BEGIN

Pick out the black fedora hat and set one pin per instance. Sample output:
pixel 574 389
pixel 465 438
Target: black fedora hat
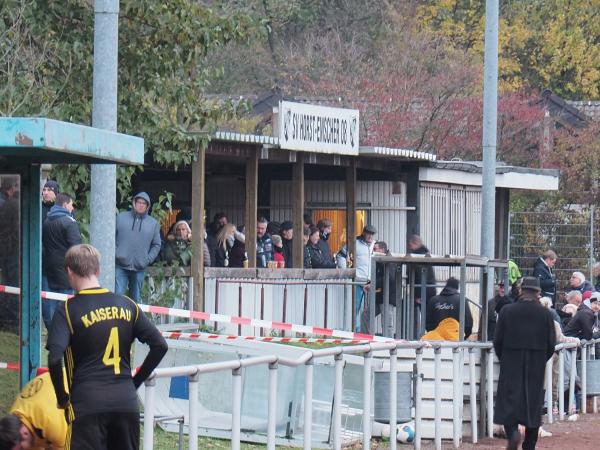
pixel 531 283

END

Pictures aside, reproduce all of the material above without alteration.

> Answer for the task
Pick out the black fedora hat and set one pin per instance. Sample output:
pixel 574 389
pixel 465 438
Target: black fedora hat
pixel 531 283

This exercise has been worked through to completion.